** Start of DATA LISTING **
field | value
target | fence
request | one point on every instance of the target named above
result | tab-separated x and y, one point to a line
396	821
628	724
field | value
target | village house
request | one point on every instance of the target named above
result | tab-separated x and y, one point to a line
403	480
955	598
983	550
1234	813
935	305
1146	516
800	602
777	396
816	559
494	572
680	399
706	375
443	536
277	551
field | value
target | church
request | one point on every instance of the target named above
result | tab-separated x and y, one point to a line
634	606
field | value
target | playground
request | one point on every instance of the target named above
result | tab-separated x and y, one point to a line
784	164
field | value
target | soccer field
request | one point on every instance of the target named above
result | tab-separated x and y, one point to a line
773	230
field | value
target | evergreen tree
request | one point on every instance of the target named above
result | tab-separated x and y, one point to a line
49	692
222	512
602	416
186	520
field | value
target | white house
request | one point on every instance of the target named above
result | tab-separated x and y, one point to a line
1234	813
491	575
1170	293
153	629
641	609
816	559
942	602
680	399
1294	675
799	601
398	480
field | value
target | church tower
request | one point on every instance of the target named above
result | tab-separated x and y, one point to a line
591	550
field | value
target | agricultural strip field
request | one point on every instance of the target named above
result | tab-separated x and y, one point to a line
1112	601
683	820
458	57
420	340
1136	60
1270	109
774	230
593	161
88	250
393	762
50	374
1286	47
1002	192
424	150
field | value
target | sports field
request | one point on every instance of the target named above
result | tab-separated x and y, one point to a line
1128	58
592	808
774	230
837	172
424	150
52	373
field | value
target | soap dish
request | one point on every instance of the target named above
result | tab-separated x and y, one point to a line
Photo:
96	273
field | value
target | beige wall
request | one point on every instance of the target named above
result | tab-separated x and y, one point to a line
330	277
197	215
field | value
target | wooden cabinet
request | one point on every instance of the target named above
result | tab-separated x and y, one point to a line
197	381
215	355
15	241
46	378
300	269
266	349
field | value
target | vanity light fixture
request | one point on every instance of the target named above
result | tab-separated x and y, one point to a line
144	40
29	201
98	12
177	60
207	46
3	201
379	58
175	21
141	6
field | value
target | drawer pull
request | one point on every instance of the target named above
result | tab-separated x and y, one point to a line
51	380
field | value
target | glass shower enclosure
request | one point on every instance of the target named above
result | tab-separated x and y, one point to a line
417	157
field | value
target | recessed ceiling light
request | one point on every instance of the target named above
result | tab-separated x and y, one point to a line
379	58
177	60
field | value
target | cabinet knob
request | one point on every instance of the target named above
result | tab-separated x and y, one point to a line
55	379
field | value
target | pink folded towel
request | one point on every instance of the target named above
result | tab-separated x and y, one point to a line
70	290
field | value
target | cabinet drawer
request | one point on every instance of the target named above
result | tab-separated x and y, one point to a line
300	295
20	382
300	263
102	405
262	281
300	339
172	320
** End of DATA LISTING **
WHAT YOU SHOULD DO: Go through the records above and set each one down exactly, please.

ANSWER BELOW:
field | value
target | fence
request | one point on every instance of the target named above
result | tab-separated x and y, one point to a line
396	821
628	724
field | value
target | village house
request | one point on every instance of the target named above
result | tab-separated x and y, one point to a line
403	480
955	598
983	550
1234	813
935	305
1146	516
800	602
777	396
816	559
494	572
680	399
706	375
443	536
277	551
field | value
target | church
request | one point on every instance of the target named above
result | tab-separated x and y, one point to a line
634	606
field | value
target | playground
request | one point on every instance of the target named above
result | tab-separated x and y, one point to a line
784	164
field | value
target | soccer field
request | one point on every instance of the target named above
result | tab-separated x and y, one point to a line
773	230
field | value
target | evergreen tree
request | one point on every instance of the target named above
result | tab-separated x and y, one point to a line
49	692
222	512
602	416
186	520
field | value
target | white house
request | one point on every instance of the target named above
result | tab-separated x and y, one point to a line
1234	813
491	575
1170	293
153	629
641	609
816	559
942	602
680	399
1294	675
799	601
398	480
field | value
target | church tower
request | one point on every instance of the target named above
result | tab-separated x and y, one point to a line
591	550
field | value
target | agricultural strip field
request | one point on every instance of the target named above
result | tab-separated x and y, one point to a line
1112	601
683	820
458	57
420	340
1136	60
1270	109
774	230
593	161
88	250
393	762
50	374
1286	47
1002	192
424	150
field | value
target | sports field
request | one point on every instance of the target named above
result | tab-separated x and y, one point to a line
1128	58
592	808
774	230
837	172
424	150
52	373
field | value
target | soap dish
request | one point on every instance of the target named above
result | tab-separated x and y, one point to a line
Photo:
96	273
field | value
target | beige wall
request | one point on every instance of the target named above
result | tab-separated x and y, one point to a line
330	277
197	215
field | value
target | wooden cabinet
request | one point on every instance of the target named above
result | tab-separated x and y, one point to a line
197	381
215	355
15	241
46	378
300	269
266	349
field | value
target | vanity light fixture
request | one point on every instance of the target named above
result | tab-separated x and y, one point to a line
144	40
29	201
98	12
177	60
207	46
3	201
379	58
175	21
141	6
field | value
target | drawer pull
request | one point on every instance of the target named above
result | tab-separated x and y, one point to a line
51	380
field | value
target | glass shower enclosure
request | one point on every instance of the target named above
result | tab-separated x and y, one point to a line
417	157
field | value
target | recessed ceiling light
request | one point on every instance of the target named above
result | tab-separated x and y, one point to a line
379	58
177	60
field | value
target | cabinet knob
request | one point on every instance of the target named above
result | tab-separated x and y, one point to a line
55	379
field | value
target | pink folded towel
request | one point on every instance of the target named above
result | tab-separated x and y, one point to a line
70	290
field | value
target | cabinet drawer
request | one point on every instance of the target named above
result | tab-separated x and y, one point to a line
300	295
20	382
300	263
102	405
262	281
300	339
172	320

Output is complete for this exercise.